# Fragmento del texto
En contra del cuquismo gastronómico
La comida entra por los ojos, pero ¿no estamos llevando demasiado lejos la obsesión por lo bonito en lo que comemos? La línea que separa de la cursilada y la distorsión de la realidad está ahí. Y ya la hemos cruzado.
Nadie lo discute, ni siquiera yo en el peor de mis arrebatos de abuela cebolleta: los platos saben mejor cuando entran por los ojos. Pero de ahí a la actual fiebre por lo cuqui hay un trecho.
Bueno, más que un trecho. Lo que hay es un camino repleto de cursiladas que harían vomitar hasta al Pequeño Pony Arcoiris
Todo empezó con la aparición de la revista Kinfolk, en 2011. Muchos nos quedamos sorprendidos por el cuidado diseño de aquella revista sobre ‘pequeños encuentros’ que, en general, giraban en torno a la comida. Era una revista minimalista, con preciosas fotos desvaídas de estética folk –mesa puesta en paisaje bucólico, manos agarrando tazas calentitas ante chimenea encendida, naturaleza muerta sobre madera gastada con cuchillo y trapo– y textos que profundizaban en lo bueno de compartir las cosas buenas de la vida con gente a la que quieres. El primer número fue rompedor, el segundo se quedó en repetitivo y el tercero cayó en lo cansino. Pero, oye, creó escuela.
Kinfolk pasó de mano en mano de diseñador, de mano en mano de director de arte, de mano en mano de fotógrafo. Y alguna de ellas era una mano foodie.

# Datos disponibles
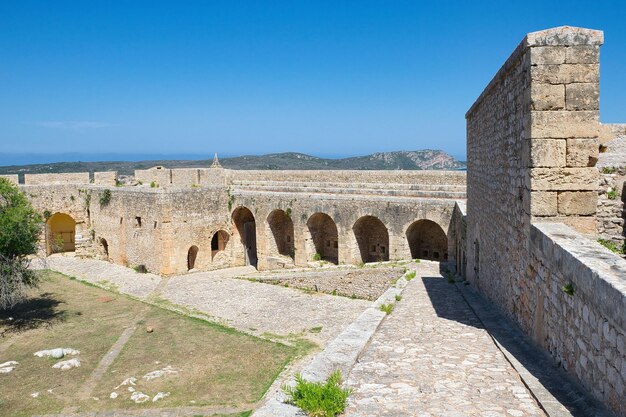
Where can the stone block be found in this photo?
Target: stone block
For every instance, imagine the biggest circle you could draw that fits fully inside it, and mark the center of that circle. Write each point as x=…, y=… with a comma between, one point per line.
x=582, y=96
x=547, y=55
x=582, y=152
x=543, y=203
x=548, y=152
x=566, y=73
x=584, y=54
x=577, y=203
x=563, y=179
x=547, y=96
x=564, y=124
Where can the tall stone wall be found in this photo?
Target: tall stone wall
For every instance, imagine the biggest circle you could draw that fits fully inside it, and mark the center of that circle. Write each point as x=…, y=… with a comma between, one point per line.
x=533, y=140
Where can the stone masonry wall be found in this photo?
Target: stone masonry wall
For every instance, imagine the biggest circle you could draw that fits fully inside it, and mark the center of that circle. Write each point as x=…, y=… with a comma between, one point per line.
x=533, y=140
x=581, y=308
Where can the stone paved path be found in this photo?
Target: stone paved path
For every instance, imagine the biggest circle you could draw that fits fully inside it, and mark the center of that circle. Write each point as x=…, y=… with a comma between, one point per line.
x=263, y=308
x=432, y=358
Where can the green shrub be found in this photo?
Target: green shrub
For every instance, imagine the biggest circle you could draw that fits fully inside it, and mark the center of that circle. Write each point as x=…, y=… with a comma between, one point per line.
x=319, y=399
x=387, y=308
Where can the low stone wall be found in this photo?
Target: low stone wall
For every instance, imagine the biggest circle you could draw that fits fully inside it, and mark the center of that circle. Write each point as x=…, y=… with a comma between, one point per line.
x=105, y=178
x=580, y=313
x=49, y=179
x=11, y=178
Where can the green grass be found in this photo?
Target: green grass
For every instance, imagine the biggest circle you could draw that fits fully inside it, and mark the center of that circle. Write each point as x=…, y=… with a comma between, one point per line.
x=319, y=399
x=217, y=365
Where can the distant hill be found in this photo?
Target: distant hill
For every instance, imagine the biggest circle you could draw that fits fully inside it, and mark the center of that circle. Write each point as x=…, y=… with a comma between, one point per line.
x=399, y=160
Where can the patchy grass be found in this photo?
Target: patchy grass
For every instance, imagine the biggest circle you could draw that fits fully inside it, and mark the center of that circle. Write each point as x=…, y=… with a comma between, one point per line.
x=215, y=365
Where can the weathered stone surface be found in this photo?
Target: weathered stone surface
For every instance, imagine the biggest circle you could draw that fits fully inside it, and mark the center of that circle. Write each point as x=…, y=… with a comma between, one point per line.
x=563, y=179
x=582, y=96
x=577, y=202
x=547, y=55
x=547, y=153
x=547, y=96
x=582, y=152
x=564, y=124
x=566, y=73
x=585, y=54
x=543, y=203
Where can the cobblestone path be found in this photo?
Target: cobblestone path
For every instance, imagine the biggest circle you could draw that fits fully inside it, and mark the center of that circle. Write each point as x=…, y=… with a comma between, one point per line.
x=432, y=358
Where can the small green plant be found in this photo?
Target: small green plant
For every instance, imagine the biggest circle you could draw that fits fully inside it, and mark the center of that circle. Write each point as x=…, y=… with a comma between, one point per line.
x=387, y=308
x=613, y=247
x=611, y=194
x=319, y=399
x=105, y=198
x=568, y=289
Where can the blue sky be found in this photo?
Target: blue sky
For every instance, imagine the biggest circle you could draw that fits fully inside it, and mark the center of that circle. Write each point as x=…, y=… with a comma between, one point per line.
x=328, y=78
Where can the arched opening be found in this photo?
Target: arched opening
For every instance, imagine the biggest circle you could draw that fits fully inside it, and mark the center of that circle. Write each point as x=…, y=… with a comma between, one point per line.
x=325, y=237
x=427, y=240
x=246, y=227
x=192, y=254
x=60, y=233
x=104, y=245
x=281, y=226
x=372, y=238
x=218, y=242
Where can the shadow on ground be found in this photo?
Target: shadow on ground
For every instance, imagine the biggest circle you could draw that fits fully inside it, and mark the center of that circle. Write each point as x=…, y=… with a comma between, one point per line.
x=557, y=392
x=33, y=313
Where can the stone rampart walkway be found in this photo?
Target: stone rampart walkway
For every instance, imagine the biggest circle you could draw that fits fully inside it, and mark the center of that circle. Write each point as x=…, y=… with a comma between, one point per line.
x=432, y=358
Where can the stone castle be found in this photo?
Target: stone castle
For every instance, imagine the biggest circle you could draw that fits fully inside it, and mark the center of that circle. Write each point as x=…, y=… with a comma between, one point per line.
x=544, y=181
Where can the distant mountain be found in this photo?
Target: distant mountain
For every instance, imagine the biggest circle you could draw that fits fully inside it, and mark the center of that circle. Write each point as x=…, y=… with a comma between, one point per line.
x=399, y=160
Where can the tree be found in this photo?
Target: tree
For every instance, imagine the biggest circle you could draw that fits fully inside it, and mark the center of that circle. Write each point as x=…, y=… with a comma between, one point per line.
x=20, y=225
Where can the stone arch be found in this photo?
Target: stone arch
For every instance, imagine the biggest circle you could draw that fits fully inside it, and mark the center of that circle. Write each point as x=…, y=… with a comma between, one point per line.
x=325, y=236
x=60, y=233
x=104, y=245
x=219, y=242
x=192, y=254
x=281, y=225
x=427, y=240
x=245, y=226
x=372, y=239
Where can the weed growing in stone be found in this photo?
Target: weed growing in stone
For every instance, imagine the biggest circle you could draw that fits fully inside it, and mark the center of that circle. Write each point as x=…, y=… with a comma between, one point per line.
x=387, y=308
x=319, y=399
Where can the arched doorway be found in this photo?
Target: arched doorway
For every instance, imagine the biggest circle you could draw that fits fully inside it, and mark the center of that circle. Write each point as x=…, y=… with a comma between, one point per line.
x=60, y=233
x=427, y=240
x=192, y=254
x=325, y=237
x=246, y=228
x=105, y=248
x=372, y=238
x=281, y=226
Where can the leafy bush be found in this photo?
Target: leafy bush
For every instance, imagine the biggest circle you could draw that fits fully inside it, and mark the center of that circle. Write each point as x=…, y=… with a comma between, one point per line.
x=319, y=399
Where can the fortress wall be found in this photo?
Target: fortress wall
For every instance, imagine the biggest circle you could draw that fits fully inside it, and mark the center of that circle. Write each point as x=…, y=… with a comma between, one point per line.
x=105, y=178
x=532, y=146
x=49, y=179
x=584, y=331
x=11, y=178
x=352, y=177
x=131, y=224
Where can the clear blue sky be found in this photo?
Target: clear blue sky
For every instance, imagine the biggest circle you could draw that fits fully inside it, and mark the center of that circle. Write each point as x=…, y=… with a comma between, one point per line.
x=249, y=77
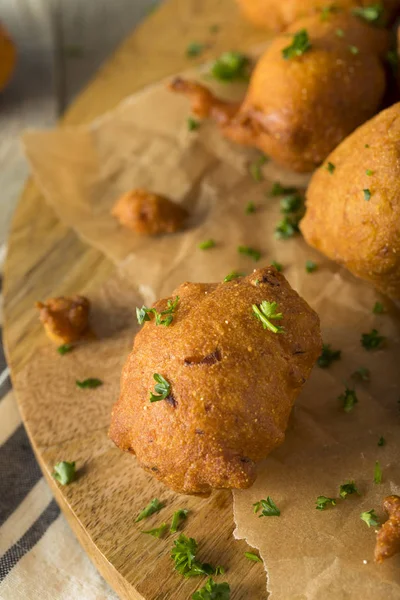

# Explorar el material
1 – Explica en una a tres oraciones por qué, según el fragmento, muchos se quedaron sorprendidos con la revista Kinfolk.
2 – Reescribe la parte del fragmento que empieza con las palabras "En contra del" y termina con "hay un trecho.", y cambia en ella "fiebre" por "obsesión".
3 – ¿En qué año apareció la revista Kinfolk, según el fragmento?
Las filas no hacen falta para resolver lo que se pide.

# Respuestas
1 – Muchos se quedaron sorprendidos por el cuidado diseño de la revista. Era una publicación sobre «pequeños encuentros» que, en general, giraban en torno a la comida.

2 –
En contra del cuquismo gastronómico
La comida entra por los ojos, pero ¿no estamos llevando demasiado lejos la obsesión por lo bonito en lo que comemos? La línea que separa de la cursilada y la distorsión de la realidad está ahí. Y ya la hemos cruzado.
Nadie lo discute, ni siquiera yo en el peor de mis arrebatos de abuela cebolleta: los platos saben mejor cuando entran por los ojos. Pero de ahí a la actual obsesión por lo cuqui hay un trecho.

3 – En 2011.